**Data records**
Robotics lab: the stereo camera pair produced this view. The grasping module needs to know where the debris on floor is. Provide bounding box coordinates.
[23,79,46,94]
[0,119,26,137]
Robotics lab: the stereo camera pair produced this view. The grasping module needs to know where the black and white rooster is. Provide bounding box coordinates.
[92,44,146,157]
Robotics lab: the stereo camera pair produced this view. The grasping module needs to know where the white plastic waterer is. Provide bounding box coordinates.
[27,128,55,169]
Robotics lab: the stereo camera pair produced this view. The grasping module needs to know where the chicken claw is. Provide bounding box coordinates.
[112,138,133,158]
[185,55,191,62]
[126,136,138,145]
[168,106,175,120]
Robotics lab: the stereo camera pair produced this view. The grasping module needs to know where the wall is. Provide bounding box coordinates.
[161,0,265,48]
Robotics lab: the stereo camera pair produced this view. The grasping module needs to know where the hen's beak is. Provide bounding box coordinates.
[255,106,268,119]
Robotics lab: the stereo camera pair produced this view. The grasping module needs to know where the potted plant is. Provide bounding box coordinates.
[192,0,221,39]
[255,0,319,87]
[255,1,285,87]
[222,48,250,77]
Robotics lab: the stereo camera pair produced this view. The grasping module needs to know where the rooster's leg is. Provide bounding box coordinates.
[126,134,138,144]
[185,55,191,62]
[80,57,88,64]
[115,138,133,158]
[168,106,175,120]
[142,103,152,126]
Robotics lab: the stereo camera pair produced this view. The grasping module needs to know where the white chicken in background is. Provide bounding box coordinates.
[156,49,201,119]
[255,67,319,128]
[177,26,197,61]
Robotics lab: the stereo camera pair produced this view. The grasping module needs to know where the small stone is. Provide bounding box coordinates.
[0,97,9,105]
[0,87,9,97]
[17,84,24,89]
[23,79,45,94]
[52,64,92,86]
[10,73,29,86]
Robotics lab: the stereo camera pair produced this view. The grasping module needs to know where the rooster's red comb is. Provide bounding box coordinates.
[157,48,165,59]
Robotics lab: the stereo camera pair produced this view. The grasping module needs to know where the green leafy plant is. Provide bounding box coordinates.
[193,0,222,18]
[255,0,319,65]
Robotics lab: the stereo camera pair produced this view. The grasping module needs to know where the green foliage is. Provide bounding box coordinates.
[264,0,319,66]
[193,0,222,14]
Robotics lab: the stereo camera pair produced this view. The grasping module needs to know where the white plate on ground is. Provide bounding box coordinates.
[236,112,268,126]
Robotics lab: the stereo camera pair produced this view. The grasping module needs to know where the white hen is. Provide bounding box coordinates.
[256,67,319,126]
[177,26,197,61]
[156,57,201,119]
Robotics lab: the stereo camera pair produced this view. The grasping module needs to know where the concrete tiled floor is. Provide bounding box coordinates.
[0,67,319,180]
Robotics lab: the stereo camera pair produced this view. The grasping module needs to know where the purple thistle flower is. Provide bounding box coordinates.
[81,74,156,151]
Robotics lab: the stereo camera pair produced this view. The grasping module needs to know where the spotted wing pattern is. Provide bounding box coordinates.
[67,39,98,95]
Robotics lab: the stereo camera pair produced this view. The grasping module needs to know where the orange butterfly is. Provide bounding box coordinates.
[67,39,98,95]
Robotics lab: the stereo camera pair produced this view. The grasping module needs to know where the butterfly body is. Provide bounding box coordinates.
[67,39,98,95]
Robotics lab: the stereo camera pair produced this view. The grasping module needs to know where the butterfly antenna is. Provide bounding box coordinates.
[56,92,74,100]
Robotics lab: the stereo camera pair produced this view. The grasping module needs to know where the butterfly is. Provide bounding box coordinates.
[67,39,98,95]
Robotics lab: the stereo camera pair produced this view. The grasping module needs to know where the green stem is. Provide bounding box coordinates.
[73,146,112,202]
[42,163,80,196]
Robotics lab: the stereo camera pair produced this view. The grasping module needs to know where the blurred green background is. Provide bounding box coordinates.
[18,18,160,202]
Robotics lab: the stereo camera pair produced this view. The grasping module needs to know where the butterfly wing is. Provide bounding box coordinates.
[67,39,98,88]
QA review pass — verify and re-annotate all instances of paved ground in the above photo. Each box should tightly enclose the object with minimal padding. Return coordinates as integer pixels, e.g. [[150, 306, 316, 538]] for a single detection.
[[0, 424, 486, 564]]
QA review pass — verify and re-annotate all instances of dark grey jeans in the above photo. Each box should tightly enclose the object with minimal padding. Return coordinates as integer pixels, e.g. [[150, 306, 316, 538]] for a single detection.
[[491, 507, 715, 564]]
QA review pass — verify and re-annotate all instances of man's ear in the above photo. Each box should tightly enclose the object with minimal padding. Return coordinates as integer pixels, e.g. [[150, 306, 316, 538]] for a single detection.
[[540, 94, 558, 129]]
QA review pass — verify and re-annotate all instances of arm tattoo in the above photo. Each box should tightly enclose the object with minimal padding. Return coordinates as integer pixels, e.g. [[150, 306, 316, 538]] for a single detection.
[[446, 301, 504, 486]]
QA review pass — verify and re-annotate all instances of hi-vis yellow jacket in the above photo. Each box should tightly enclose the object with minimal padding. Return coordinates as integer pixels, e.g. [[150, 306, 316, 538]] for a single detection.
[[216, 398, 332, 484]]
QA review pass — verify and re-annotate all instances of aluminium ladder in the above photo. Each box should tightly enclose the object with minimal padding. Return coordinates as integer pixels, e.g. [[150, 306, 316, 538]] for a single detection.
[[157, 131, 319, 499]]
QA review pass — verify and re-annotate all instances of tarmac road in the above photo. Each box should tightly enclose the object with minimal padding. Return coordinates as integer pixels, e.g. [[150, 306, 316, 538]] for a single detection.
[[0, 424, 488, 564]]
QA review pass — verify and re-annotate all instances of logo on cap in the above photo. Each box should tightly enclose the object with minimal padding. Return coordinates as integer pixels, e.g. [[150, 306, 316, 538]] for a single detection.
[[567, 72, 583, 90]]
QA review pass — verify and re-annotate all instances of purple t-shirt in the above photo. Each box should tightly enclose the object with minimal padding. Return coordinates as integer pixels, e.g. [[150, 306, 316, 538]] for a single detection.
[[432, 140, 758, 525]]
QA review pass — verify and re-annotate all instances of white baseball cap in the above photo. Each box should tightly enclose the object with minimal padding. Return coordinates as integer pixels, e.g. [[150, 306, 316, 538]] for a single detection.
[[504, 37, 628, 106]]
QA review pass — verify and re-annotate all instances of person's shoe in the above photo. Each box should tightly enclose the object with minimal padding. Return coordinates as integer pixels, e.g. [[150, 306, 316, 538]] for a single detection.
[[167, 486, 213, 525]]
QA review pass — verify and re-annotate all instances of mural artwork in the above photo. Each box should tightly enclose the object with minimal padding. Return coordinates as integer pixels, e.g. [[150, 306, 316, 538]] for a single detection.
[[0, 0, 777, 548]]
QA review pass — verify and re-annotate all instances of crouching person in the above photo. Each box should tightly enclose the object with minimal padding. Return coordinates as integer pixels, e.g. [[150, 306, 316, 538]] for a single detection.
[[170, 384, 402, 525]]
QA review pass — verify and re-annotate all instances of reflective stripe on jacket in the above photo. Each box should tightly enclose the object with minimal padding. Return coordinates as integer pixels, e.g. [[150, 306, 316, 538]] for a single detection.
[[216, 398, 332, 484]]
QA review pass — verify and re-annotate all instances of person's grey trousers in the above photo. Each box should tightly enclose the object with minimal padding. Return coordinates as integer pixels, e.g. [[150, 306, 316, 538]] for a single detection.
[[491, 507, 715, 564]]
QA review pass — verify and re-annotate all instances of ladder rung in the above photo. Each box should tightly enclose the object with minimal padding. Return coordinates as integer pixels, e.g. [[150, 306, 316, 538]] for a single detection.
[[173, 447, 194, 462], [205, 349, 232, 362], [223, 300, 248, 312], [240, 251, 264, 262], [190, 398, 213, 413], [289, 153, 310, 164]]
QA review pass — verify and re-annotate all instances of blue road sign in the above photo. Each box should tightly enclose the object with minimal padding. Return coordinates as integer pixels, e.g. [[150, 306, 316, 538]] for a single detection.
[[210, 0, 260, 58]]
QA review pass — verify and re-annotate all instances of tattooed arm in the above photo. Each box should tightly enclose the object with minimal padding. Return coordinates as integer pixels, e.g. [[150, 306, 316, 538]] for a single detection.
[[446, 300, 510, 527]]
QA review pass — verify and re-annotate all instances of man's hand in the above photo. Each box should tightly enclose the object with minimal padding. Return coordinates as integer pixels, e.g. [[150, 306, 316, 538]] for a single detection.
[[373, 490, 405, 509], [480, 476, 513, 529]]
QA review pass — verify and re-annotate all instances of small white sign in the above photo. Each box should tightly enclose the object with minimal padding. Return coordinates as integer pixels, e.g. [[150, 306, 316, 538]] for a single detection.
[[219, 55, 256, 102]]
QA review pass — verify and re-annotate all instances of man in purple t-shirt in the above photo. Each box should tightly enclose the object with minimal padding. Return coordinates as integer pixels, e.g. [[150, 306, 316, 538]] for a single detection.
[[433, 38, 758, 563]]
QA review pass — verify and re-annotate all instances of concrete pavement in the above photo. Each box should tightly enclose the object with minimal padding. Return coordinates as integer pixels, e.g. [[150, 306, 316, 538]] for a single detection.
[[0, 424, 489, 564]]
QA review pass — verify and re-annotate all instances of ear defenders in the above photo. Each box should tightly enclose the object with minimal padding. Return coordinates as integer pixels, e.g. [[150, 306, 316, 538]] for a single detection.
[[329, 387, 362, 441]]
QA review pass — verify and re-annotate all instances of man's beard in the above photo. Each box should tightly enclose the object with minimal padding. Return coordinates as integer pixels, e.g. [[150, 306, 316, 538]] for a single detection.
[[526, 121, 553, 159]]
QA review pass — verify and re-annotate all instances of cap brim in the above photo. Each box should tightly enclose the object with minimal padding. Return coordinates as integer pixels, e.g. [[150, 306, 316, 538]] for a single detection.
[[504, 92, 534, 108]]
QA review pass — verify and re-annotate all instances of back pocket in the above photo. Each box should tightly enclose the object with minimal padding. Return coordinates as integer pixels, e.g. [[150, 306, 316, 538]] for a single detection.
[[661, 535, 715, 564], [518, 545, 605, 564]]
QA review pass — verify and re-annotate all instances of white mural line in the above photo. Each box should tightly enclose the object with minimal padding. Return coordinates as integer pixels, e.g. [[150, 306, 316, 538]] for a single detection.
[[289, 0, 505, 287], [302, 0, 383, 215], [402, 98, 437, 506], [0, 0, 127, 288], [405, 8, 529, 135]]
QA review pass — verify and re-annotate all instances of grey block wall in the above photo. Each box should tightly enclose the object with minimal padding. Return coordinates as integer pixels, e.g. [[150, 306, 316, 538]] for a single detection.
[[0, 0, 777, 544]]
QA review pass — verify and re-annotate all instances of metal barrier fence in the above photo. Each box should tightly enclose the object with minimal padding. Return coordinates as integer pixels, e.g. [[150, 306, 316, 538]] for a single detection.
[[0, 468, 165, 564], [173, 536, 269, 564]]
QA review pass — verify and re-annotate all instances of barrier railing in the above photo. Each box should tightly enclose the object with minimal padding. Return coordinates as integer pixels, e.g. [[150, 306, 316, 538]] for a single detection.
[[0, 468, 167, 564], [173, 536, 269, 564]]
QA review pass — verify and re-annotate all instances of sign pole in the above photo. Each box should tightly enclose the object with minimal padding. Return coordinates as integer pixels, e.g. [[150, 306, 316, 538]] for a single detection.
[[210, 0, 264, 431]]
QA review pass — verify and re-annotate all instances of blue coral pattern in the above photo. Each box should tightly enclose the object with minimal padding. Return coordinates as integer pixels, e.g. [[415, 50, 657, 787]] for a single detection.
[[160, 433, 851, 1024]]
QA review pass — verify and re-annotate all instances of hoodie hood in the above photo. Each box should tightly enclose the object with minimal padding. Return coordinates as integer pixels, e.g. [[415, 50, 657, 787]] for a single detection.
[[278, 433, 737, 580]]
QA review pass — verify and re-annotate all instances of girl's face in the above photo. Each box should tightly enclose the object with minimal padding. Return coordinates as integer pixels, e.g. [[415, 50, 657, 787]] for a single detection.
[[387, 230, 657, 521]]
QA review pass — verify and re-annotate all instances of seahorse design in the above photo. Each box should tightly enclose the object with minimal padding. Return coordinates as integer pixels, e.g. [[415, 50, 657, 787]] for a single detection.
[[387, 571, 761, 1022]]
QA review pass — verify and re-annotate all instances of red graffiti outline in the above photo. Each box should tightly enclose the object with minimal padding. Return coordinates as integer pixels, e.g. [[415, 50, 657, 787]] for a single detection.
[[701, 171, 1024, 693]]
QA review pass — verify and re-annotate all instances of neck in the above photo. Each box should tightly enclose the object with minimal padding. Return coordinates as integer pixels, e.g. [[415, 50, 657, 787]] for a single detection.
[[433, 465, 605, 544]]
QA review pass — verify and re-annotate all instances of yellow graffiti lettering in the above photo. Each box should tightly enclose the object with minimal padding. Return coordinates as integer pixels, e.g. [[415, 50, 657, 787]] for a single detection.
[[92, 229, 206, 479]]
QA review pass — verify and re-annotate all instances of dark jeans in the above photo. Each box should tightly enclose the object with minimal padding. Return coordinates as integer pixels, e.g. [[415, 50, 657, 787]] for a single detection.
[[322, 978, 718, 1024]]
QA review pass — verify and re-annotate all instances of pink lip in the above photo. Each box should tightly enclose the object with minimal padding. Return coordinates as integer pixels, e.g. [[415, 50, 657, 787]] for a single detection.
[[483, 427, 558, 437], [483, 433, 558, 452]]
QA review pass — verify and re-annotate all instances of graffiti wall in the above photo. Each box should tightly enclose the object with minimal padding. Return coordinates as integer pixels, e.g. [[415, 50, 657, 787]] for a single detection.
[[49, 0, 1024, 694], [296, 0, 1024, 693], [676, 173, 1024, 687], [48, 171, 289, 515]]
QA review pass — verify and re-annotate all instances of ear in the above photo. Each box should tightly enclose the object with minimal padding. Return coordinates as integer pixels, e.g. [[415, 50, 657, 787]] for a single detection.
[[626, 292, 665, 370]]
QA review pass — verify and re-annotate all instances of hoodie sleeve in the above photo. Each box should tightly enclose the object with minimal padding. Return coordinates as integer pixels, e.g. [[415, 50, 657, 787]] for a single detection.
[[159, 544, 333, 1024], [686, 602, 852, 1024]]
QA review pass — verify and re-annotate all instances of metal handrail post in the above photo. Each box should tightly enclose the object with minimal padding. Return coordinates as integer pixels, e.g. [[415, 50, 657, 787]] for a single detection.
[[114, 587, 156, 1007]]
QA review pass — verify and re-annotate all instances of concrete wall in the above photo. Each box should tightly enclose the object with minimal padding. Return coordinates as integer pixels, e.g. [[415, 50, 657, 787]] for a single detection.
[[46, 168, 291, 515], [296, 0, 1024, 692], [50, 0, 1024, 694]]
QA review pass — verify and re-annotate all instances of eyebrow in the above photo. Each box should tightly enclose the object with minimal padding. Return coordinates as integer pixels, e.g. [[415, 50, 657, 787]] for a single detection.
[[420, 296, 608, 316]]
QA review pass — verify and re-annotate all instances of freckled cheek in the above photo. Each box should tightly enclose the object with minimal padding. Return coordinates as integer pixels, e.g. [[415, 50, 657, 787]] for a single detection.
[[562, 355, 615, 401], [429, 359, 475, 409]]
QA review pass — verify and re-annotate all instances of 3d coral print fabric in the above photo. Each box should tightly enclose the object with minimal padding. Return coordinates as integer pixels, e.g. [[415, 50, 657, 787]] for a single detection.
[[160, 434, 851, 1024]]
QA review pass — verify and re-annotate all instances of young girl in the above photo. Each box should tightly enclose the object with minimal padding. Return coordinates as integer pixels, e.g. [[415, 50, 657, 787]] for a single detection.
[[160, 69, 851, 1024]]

**Requirement**
Reproduce verbatim the stretch of the data above that begins with the line containing "QA review pass — verify and re-annotate all instances of ladder" and ends with the line containing "153, 310, 164]]", both of those lines included.

**Answer to the problem**
QA review pass — verify and re-annotate all instances of ladder rung in the above photo. Each box should tightly enclose the object with minimal padding. Return coordinates as integer pixels, e.g. [[150, 306, 316, 538]] for a single detection.
[[173, 447, 194, 462], [205, 349, 232, 362], [223, 300, 248, 312], [240, 251, 264, 262], [190, 398, 213, 413], [289, 153, 310, 164]]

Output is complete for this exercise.